I got started after receiving an inheritance from my great-grandfather. Grandad made it to 97, outliving three wives and a series of “housekeepers.” He wasn’t quite as bad as Henry VIII. He didn’t behead his wives, but he worried the first two to death and divorced the third in a era when divorce was not quite respectable. It was also not respectable to live with a woman without the blessing of marriage, so Grandad had “housekeepers.”

Grandad was a handsome young man.

His wives were out of the picture by the time I entered the world, but I remember a few of the housekeepers. One had a daughter who had no arms. I remember visiting one day with my grandmother. The girl was washing dishes. I was too small to look into the sink and see just how she did it, but she stood on one leg, her other foot in the sink working in the sudsy water. She wore slip-on shoes so she could slide her feet out easily whenever she needed them for hands. I assume she went to a special school. Her mother told her to show Grandma the necklace her teacher had given her. The girl stood on one foot, lifted the other to her chest and held out the necklace, the same way you or I would with our hands.

Grandad’s house

Years later, Grandad had a housekeeper around his age named Nellie. She and Grandad would sit on the porch together or walk down the road hand in hand. Once Nellie asked me about my family and was amazed that none of our many children had died. When she was young, she said, it wasn’t unusual for a family to lose several children. She told me about a sister who had died. “I really liked that sister.”

= = = = =

→ Work to do
(A) Retype the memoir about Grandad between "I got started" and "handsome young man.", inclusive.
(B) In the memoir about Grandad, what kind of shoes did the girl with no arms wear so she could slide her feet out easily?
The rows that come next are separate material with no connection to the memoir about Grandad.

Stored data entries:
= = = = =

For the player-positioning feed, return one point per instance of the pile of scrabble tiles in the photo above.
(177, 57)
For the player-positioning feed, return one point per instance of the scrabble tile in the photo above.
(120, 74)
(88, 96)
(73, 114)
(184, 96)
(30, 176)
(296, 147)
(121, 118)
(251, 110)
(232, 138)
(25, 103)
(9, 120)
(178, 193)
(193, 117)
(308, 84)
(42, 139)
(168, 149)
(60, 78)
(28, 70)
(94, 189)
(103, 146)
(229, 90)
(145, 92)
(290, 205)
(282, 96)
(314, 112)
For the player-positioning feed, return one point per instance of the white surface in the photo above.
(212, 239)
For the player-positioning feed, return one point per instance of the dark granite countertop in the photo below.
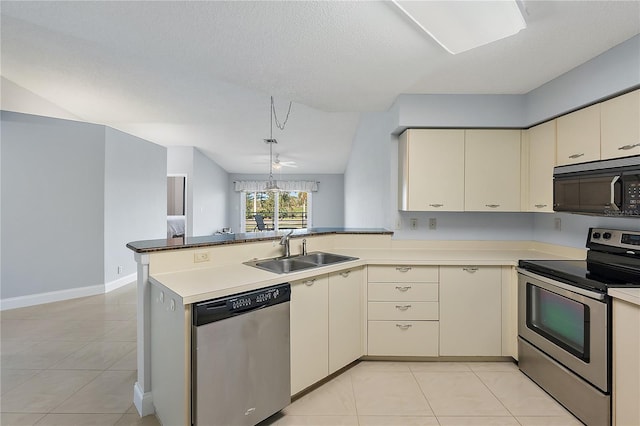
(147, 246)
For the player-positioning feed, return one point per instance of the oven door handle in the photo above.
(568, 287)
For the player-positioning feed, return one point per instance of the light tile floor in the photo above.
(74, 363)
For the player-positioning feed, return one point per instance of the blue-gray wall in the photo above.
(73, 194)
(371, 162)
(135, 198)
(53, 176)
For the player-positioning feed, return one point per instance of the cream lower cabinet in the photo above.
(402, 311)
(470, 311)
(345, 317)
(309, 332)
(626, 363)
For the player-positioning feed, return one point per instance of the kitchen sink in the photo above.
(285, 265)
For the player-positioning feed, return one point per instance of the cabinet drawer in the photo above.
(403, 292)
(403, 338)
(402, 273)
(403, 311)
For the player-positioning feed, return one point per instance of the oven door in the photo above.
(567, 323)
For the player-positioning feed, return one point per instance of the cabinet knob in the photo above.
(403, 326)
(628, 147)
(402, 307)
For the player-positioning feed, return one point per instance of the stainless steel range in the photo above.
(564, 321)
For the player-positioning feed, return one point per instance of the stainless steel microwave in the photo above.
(604, 188)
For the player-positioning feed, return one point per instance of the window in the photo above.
(276, 210)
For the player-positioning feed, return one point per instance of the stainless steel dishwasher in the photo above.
(240, 357)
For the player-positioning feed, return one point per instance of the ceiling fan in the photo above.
(277, 164)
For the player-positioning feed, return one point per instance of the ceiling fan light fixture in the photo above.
(459, 26)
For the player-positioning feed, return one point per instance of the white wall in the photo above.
(327, 203)
(207, 185)
(135, 195)
(52, 205)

= = = = =

→ Task solutions
(A)
I got started after receiving an inheritance from my great-grandfather. Grandad made it to 97, outliving three wives and a series of “housekeepers.” He wasn’t quite as bad as Henry VIII. He didn’t behead his wives, but he worried the first two to death and divorced the third in a era when divorce was not quite respectable. It was also not respectable to live with a woman without the blessing of marriage, so Grandad had “housekeepers.”

Grandad was a handsome young man.

(B) Slip-on shoes.